↓↓↓

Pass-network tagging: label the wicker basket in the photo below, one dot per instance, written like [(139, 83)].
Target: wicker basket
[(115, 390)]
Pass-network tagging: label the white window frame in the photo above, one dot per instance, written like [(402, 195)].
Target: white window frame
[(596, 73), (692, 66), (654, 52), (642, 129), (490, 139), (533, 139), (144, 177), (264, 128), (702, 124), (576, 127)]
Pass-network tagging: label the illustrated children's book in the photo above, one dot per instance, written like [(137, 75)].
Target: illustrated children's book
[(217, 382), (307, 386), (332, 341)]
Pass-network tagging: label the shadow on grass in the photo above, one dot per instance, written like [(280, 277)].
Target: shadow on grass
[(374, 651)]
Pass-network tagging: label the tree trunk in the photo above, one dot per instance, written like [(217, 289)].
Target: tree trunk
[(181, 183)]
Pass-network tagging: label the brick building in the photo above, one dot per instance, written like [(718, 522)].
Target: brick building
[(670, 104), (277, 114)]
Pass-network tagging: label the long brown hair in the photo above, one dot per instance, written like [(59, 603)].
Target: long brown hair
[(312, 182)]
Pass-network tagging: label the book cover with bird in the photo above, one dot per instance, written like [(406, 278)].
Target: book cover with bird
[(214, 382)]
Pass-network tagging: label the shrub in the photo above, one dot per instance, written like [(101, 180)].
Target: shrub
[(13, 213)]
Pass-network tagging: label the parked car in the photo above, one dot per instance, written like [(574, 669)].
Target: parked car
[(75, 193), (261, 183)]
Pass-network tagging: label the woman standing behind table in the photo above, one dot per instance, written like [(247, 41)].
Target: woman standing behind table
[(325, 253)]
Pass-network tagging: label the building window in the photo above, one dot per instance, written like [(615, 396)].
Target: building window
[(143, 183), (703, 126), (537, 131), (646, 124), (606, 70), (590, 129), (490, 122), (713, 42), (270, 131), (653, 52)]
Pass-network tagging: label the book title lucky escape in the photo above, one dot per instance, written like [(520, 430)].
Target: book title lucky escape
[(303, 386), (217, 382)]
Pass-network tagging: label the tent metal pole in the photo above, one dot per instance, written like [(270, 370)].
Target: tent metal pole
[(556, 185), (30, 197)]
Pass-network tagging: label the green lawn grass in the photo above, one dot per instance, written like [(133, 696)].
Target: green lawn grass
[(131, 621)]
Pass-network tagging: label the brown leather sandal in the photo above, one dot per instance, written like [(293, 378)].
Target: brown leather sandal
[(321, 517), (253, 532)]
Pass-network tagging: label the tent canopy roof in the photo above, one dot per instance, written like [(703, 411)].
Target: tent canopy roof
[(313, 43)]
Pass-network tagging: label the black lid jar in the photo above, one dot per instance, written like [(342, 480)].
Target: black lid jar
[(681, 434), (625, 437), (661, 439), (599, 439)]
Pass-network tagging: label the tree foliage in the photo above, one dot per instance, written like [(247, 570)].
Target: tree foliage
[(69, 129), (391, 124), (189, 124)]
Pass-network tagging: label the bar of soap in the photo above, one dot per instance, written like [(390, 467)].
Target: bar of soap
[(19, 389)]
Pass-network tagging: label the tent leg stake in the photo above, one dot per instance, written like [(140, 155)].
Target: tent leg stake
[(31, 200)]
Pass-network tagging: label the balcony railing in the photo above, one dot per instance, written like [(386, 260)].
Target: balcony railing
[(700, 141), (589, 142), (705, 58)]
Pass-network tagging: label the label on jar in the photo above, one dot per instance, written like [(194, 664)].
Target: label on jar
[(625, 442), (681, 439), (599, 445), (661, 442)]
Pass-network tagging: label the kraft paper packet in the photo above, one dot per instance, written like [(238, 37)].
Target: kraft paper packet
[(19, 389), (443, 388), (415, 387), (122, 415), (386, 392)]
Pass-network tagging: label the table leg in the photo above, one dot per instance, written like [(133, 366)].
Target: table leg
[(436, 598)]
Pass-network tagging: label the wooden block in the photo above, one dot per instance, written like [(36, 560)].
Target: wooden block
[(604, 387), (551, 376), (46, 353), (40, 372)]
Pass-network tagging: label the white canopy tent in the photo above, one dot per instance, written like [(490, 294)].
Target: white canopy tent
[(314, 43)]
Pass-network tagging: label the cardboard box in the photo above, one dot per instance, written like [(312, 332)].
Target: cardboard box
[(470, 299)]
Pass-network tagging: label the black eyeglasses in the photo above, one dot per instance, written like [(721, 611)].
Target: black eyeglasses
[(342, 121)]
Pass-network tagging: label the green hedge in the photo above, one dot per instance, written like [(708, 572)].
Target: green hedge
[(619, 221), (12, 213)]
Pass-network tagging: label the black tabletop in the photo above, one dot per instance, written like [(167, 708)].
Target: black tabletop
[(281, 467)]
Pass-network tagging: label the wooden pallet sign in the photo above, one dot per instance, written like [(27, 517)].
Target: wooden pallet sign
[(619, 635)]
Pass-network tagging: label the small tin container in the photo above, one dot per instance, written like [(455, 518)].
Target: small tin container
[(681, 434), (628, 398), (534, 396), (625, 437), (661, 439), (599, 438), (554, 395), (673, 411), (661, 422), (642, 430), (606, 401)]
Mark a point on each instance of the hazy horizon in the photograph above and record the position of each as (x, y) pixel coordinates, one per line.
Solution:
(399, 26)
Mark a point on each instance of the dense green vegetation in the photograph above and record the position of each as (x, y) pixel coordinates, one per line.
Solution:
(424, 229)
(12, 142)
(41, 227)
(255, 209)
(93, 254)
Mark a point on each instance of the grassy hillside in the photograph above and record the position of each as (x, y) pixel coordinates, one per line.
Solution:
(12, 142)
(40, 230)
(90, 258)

↑↑↑

| AIM OF THE TASK |
Output the entire listing above, character for character.

| SOLVED PROBLEM |
Pass-network tagging: label the wicker basket in the photo below, one dot per instance, written like [(139, 83)].
Target: wicker basket
[(115, 390)]
Pass-network tagging: label the white window frame in the photo above, one dot per instance, written like [(402, 195)].
Target: white window frame
[(596, 73), (692, 66), (654, 52), (642, 129), (490, 139), (533, 139), (144, 177), (264, 128), (702, 124), (576, 127)]
Pass-network tagging: label the illustrated children's book in the photo above, one dot per instance, written like [(137, 75)].
Target: illustrated children's book
[(217, 382), (307, 386), (332, 341)]
Pass-network tagging: label the shadow on grass in the photo above, one dot per instance, written like [(280, 277)].
Target: shadow on grass
[(374, 651)]
Pass-network tagging: label the tree trunk in the photo above, one dot per instance, written like [(217, 289)].
Target: tree trunk
[(181, 183)]
Pass-network tagging: label the brick building in the photo above, one dot per instance, written like [(718, 522)].
Target: brick building
[(670, 104), (277, 114)]
Pass-network tagging: label the long brown hair in the photo above, one dot per instance, written like [(59, 603)].
Target: long brown hair
[(312, 182)]
Pass-network tagging: label the book cover with bird in the photo above, one dot per instance, written like [(406, 278)].
Target: book cover with bird
[(214, 382)]
Pass-network tagging: label the shrub in the photo above, one dot per instance, written like [(101, 180)].
Target: shrub
[(13, 213)]
Pass-network tagging: label the parked car in the photo above, one dot per instance, written like [(574, 669)].
Target: parked car
[(75, 193), (261, 183)]
Pass-network tagging: label the woman standing behind table in the photo above, one dot per instance, written like [(247, 41)].
Target: woman standing behind table
[(325, 253)]
Pass-network tagging: label the building window in the photo above, one dot per instance, written like [(615, 396)].
Target: building window
[(143, 183), (703, 126), (537, 131), (646, 124), (606, 70), (590, 129), (490, 122), (713, 42), (270, 131), (653, 52)]
Pass-network tagging: label the book title lucky escape in the photo above, one dot per instance, written like [(520, 430)].
Target: book title lucky escape
[(303, 386), (217, 382)]
Pass-network tagging: label the tent metal pole in the photo above, one dot per instance, written like [(270, 370)].
Target: tent metal pole
[(556, 185), (30, 197)]
Pass-network tagging: label the green lawn grass in the photo above, one dot per instance, written like [(133, 696)].
Target: green lawn grass
[(131, 621)]
Pass-network tagging: label the brown leather sandal in the photo above, one dot per instance, written like [(293, 378)].
Target: brown leather sandal
[(321, 517), (253, 532)]
Pass-network tagging: label the tent canopy roof in the photo above, one dot per instance, written like [(703, 411)].
Target: tent canopy roof
[(313, 43)]
Pass-network tagging: label the black lid jar in the photo above, one dot per instance, written like [(342, 480)].
Target: black lid jar
[(681, 434), (625, 437), (661, 439), (599, 439)]
Pass-network tagging: label the tree foliage in the photo above, one dot per instance, written like [(247, 570)].
Target: tree foliage
[(69, 129), (391, 124), (189, 124)]
Pass-network tagging: label the bar of soap in the photo above, one dot per instance, written like [(390, 467)].
Target: bar of soap
[(19, 389)]
Pass-network tagging: label the tent leg stake in the photo above, one dot per instance, written like [(140, 155)].
Target: tent leg stake
[(31, 200)]
Pass-network tagging: label the balcony railing in the photo above, one dot per instance, written like [(386, 260)].
Target: balcony railing
[(700, 141), (589, 142), (705, 58)]
Pass-network tagging: label the label on jar in the photo above, one dot per instance, written like [(194, 664)].
Target: label on jar
[(625, 442), (681, 439), (599, 445), (661, 442)]
Pass-network tagging: label the kraft paper packet in the photo above, one dot per instance, written like [(238, 37)].
Target: kraft paper packet
[(19, 389), (443, 388), (415, 387), (122, 415), (386, 392)]
Pass-network tagging: label the table leg in the photo above, one dot per instance, written like [(133, 366)].
Target: table leg
[(436, 598)]
Pass-network tagging: label the wooden block in the photo above, one dot per instance, written like [(36, 560)].
Target: wooden block
[(604, 387), (551, 376), (46, 353), (40, 372)]
Pass-network tagging: label the white canopy tent in the photo above, one dot per instance, written like [(490, 294)].
Target: white canopy tent
[(314, 43)]
Pass-network tagging: label the cardboard box in the photo above, one dot per instance, written like [(312, 332)].
Target: cardboard box
[(470, 299)]
Pass-network tagging: label the black eyeglasses in the photo above, one dot per instance, written like [(721, 611)].
Target: black eyeglasses
[(342, 121)]
Pass-network tagging: label the green hedge in the photo above, one dot per instance, written like [(708, 572)].
Target: green hedge
[(619, 221), (12, 213)]
Pass-network tagging: label the black tabletop in the photo above, one dot per instance, written like [(167, 708)].
Target: black tabletop
[(281, 467)]
Pass-network tagging: label the wooden pallet sign in the photo above, one dot per instance, written like [(27, 517)].
Target: wooden pallet sign
[(619, 635)]
Pass-network tagging: label the small tin container in the photo above, one dot per instance, written like [(455, 518)].
Target: small tin container
[(681, 434), (628, 398), (534, 396), (625, 437), (661, 439), (599, 438), (554, 395), (673, 411), (661, 422), (642, 430), (606, 401)]
Mark a point on each instance of the hazy horizon in the photograph above and record the position of each as (x, y) pixel coordinates, one per line.
Solution:
(399, 26)
Mark a point on each instance of the dense green vegetation in the photograph above and record the position of each as (x, y) pixel coordinates, one per line.
Solution:
(424, 229)
(12, 142)
(41, 227)
(255, 209)
(93, 254)
Mark a point on each instance of the grassy hillside in the photograph above and record the position of each as (x, y) pixel coordinates, one per line.
Solution:
(12, 142)
(40, 230)
(90, 258)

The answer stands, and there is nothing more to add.